**THE EXERCISE**: Transcribe word for word the lines spanning the line with "mark: the dark brown lower cabinet" through the end of the records.

Location identification items
+--
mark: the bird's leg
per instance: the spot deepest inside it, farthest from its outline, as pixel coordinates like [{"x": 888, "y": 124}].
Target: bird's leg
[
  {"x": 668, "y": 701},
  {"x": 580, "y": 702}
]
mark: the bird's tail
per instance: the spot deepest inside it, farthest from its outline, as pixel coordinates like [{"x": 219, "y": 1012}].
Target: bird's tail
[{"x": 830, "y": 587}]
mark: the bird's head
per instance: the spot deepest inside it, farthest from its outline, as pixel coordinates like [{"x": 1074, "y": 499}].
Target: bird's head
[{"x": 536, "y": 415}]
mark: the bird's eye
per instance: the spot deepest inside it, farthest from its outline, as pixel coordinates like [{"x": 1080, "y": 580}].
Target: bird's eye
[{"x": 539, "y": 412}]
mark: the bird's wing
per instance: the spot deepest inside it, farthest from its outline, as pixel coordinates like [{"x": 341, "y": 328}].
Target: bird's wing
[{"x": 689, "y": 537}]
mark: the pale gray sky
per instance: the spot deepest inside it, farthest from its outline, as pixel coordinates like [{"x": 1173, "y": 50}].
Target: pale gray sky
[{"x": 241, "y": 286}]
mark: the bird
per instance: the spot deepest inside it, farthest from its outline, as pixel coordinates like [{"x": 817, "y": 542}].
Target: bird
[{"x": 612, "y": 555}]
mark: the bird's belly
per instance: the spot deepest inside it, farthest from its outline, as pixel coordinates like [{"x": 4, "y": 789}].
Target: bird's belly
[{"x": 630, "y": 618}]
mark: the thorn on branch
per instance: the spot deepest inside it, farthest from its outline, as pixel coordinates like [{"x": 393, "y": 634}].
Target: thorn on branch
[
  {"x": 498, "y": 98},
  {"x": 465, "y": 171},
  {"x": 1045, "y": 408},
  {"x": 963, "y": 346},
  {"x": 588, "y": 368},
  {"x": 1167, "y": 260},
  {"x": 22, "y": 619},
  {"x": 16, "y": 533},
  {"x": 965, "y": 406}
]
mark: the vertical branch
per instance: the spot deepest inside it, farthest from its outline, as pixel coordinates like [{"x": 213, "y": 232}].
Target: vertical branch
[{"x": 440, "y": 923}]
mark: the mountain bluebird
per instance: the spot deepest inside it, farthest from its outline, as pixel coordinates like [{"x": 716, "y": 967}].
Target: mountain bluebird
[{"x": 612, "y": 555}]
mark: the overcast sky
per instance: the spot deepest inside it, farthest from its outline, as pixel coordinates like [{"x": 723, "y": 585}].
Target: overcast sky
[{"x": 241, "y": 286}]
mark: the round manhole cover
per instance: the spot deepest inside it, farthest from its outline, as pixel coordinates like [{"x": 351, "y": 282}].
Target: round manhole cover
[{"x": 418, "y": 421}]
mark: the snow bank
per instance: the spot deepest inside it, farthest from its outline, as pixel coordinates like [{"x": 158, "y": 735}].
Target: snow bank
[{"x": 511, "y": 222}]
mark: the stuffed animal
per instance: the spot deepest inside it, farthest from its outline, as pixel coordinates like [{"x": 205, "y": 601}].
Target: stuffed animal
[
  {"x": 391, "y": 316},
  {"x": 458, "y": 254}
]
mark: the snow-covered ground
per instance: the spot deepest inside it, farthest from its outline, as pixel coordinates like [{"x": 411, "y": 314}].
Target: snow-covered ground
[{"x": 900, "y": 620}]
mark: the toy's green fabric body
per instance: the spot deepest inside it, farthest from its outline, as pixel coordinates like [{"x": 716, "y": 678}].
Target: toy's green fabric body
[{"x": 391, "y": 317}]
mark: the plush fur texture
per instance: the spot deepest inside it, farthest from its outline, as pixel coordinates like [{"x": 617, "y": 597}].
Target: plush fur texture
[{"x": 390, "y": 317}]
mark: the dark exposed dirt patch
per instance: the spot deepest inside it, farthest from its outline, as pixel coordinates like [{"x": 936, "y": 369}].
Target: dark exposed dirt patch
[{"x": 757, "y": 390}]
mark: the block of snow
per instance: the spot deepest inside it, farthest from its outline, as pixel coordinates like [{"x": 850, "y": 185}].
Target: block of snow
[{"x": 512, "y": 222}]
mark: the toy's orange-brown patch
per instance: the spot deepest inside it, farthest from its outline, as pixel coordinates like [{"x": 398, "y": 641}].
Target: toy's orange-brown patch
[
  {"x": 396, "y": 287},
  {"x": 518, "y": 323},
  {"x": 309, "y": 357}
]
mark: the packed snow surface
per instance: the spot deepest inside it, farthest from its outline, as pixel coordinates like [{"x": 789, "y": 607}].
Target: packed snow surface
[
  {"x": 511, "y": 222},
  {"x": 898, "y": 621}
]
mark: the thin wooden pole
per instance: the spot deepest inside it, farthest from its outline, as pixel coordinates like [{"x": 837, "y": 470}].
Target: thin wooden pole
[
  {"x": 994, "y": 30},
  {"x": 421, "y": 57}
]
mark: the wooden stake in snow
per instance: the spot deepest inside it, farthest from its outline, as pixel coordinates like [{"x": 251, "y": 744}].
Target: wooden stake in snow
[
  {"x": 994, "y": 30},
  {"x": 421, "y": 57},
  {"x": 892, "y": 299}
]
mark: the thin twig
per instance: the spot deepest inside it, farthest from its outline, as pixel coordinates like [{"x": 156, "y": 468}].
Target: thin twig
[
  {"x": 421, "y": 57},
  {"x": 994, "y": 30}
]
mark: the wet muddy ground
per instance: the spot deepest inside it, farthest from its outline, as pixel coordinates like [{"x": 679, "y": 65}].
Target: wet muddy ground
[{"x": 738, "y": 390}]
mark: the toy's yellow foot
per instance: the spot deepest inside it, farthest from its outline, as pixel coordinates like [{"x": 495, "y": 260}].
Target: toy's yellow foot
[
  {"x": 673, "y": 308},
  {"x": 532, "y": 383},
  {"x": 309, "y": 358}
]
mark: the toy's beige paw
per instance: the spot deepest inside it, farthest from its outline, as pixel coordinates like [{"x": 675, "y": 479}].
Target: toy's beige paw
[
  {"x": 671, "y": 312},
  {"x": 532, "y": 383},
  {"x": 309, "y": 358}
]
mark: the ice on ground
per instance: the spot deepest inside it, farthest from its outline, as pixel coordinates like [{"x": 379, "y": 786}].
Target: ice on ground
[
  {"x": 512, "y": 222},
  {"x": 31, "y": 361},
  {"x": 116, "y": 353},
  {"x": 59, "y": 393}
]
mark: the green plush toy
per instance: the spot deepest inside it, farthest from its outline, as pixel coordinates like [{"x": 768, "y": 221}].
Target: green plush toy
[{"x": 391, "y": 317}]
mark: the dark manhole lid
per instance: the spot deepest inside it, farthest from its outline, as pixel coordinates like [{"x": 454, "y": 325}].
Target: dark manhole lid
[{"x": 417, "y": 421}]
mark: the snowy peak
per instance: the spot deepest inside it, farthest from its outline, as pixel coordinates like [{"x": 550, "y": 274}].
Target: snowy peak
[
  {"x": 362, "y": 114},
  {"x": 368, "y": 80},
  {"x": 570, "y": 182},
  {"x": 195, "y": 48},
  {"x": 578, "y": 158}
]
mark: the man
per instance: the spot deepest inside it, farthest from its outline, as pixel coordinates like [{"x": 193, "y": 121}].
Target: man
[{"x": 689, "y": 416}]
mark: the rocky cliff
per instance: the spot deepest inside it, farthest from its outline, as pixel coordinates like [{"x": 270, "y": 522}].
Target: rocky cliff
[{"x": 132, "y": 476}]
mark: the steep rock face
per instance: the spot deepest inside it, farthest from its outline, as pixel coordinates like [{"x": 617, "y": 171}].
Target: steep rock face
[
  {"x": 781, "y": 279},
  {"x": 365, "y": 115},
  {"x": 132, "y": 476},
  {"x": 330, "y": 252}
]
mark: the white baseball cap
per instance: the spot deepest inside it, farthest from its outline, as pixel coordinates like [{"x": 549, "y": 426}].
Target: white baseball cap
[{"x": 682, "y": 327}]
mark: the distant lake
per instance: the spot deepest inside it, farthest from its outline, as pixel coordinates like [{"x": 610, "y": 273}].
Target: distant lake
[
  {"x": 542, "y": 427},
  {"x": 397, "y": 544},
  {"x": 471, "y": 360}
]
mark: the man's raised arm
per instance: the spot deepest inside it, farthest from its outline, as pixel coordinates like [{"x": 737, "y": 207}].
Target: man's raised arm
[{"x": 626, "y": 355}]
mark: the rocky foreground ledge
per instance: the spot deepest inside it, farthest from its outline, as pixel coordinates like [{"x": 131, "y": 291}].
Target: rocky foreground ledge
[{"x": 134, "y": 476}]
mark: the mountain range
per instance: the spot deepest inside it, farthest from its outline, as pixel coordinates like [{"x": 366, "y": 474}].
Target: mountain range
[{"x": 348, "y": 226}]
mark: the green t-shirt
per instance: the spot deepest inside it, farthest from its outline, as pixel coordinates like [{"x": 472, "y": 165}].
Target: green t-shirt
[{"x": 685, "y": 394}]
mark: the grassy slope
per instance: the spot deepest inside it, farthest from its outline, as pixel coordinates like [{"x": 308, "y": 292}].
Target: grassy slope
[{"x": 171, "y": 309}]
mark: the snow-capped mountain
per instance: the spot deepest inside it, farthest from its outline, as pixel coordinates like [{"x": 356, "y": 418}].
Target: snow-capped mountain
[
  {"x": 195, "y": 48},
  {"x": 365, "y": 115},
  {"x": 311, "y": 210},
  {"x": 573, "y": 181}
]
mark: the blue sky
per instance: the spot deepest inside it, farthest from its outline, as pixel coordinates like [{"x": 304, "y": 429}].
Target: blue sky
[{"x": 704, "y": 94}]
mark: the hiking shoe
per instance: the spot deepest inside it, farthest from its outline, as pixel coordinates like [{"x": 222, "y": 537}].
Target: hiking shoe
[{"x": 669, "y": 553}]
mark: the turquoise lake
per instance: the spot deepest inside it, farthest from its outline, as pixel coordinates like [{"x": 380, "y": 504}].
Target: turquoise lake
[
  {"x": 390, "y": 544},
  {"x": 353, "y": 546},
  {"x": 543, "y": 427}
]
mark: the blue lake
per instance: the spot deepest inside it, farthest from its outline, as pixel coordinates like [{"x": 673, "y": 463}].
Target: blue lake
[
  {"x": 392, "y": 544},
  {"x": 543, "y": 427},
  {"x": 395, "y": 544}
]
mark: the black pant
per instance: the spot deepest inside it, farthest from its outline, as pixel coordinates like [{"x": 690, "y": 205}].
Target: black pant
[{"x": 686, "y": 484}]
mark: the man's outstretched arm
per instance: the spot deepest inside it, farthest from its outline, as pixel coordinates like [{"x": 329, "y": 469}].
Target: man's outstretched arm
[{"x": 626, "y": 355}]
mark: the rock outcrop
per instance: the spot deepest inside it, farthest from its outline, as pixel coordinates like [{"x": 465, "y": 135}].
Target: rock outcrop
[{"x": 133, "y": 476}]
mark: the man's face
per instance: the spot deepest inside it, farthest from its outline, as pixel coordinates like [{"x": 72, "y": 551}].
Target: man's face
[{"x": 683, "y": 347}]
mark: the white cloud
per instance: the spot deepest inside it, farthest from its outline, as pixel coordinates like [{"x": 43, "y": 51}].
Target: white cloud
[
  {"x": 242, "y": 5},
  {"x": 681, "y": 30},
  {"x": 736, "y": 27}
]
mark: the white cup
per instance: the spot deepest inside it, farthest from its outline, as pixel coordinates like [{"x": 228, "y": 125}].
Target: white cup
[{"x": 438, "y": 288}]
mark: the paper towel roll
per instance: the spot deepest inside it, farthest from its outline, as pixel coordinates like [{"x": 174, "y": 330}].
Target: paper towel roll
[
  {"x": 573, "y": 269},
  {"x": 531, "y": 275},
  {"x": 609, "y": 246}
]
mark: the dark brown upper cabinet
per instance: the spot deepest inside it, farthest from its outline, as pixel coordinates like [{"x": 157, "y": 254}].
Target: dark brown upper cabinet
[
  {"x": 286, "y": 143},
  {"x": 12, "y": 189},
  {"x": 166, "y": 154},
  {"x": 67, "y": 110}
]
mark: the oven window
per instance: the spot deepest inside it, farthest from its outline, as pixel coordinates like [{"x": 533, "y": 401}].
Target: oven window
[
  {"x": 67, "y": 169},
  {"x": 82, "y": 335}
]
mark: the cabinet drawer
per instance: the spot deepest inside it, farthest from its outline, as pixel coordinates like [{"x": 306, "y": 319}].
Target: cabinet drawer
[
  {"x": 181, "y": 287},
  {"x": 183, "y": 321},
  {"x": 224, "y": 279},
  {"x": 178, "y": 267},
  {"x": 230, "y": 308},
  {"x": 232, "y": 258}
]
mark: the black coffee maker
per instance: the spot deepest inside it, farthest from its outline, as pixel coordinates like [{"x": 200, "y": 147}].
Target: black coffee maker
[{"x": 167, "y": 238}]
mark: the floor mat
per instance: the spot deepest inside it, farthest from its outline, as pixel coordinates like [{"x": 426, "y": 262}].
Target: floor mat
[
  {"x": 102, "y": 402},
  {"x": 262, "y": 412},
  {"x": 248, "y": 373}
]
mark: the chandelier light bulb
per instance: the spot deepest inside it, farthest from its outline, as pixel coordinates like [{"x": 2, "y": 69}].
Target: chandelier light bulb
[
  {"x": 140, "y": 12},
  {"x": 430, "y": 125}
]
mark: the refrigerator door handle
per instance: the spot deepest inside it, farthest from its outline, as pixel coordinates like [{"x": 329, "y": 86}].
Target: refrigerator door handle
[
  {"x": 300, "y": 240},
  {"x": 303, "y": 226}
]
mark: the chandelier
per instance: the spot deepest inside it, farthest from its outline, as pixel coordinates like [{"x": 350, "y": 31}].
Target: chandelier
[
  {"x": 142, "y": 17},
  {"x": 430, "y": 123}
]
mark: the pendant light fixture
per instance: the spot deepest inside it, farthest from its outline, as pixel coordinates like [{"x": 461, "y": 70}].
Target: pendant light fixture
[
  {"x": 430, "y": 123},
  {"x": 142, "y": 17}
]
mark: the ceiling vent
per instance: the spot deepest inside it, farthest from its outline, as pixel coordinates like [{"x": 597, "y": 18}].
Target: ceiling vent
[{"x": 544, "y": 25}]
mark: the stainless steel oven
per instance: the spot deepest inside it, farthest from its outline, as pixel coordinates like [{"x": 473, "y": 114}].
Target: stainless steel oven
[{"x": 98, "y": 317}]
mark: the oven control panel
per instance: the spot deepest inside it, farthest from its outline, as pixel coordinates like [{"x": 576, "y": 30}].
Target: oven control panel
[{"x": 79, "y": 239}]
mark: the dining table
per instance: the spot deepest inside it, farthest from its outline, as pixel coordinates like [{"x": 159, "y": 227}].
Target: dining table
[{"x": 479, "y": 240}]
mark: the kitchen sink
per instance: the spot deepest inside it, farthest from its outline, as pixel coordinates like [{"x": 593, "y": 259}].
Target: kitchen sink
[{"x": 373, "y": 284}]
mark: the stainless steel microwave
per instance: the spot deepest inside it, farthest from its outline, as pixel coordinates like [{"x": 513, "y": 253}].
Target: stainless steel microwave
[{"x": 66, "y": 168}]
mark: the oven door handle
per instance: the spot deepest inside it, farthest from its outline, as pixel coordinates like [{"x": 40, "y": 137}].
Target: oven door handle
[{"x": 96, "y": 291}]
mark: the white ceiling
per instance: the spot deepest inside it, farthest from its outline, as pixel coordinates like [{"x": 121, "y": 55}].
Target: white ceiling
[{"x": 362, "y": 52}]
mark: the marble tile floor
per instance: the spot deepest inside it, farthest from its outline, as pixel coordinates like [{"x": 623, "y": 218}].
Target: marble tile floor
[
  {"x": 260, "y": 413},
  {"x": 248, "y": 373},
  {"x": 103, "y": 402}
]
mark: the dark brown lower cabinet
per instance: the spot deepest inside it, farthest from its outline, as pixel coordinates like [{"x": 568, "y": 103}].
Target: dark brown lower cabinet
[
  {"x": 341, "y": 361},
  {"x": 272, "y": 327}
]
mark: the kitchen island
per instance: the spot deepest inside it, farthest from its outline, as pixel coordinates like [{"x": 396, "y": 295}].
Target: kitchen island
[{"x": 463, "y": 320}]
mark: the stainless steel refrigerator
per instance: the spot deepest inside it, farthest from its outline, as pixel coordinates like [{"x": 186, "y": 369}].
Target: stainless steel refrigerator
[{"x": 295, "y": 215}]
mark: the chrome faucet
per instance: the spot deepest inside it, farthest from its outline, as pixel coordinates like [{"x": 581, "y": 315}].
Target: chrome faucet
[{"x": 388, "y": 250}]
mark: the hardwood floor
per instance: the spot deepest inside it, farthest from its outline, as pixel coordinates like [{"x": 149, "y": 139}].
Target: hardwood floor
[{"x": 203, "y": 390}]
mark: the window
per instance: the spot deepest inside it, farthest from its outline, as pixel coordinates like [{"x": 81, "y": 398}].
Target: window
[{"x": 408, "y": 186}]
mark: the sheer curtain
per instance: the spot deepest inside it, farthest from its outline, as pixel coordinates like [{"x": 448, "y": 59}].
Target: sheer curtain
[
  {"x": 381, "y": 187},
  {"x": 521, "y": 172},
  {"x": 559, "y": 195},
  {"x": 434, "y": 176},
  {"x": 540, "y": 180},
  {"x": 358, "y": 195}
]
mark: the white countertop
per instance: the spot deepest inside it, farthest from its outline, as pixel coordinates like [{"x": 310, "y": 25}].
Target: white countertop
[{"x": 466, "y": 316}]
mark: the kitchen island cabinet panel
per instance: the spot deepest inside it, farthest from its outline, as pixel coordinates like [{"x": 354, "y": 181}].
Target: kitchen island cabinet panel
+--
**EXERCISE ANSWER**:
mark: the dark brown lower cabinet
per instance: the spot deepest inside it, farthest from its outline, as pixel coordinates like [{"x": 568, "y": 103}].
Target: dark brown lower cabinet
[
  {"x": 341, "y": 361},
  {"x": 272, "y": 327}
]
mark: the kitchen island
per instance: the spot deepest inside it, farthest from its outline, as pixel coordinates like [{"x": 396, "y": 295}].
Target: kitchen island
[{"x": 463, "y": 320}]
mark: the stainless steel refrigerator
per instance: the spot deepest inside it, farthest from its outline, as pixel coordinates like [{"x": 186, "y": 369}].
Target: stainless steel refrigerator
[{"x": 295, "y": 215}]
mark: the chrome faucet
per instance: the spot deepest inside it, farthest from its outline, as pixel coordinates like [{"x": 581, "y": 315}].
Target: chrome faucet
[{"x": 388, "y": 250}]
mark: the hardwood floor
per instance: the spot deepest inside it, farthest from its outline, as pixel coordinates like [{"x": 149, "y": 139}].
Target: hardwood floor
[{"x": 203, "y": 390}]
mark: the window
per instance: the spot deepest inside it, farthest from its outline, as pixel coordinates like [{"x": 81, "y": 398}].
Target: window
[{"x": 408, "y": 186}]
mark: the sheer curtain
per instance: the spot deepest inside it, farthest from its outline, as pixel coordinates like [{"x": 448, "y": 59}].
Target: sheer curtain
[
  {"x": 381, "y": 187},
  {"x": 521, "y": 172},
  {"x": 559, "y": 195},
  {"x": 434, "y": 176},
  {"x": 540, "y": 180},
  {"x": 358, "y": 195}
]
mark: the white countertop
per instance: the spot deepest inside it, farthest from its outline, as pixel coordinates like [{"x": 310, "y": 25}].
Target: white countertop
[{"x": 466, "y": 316}]
mark: the kitchen island cabinet panel
per instance: the spot deepest inside it, farthest from its outline, as pixel coordinates like [{"x": 354, "y": 181}].
Target: kitchen island cabinet panel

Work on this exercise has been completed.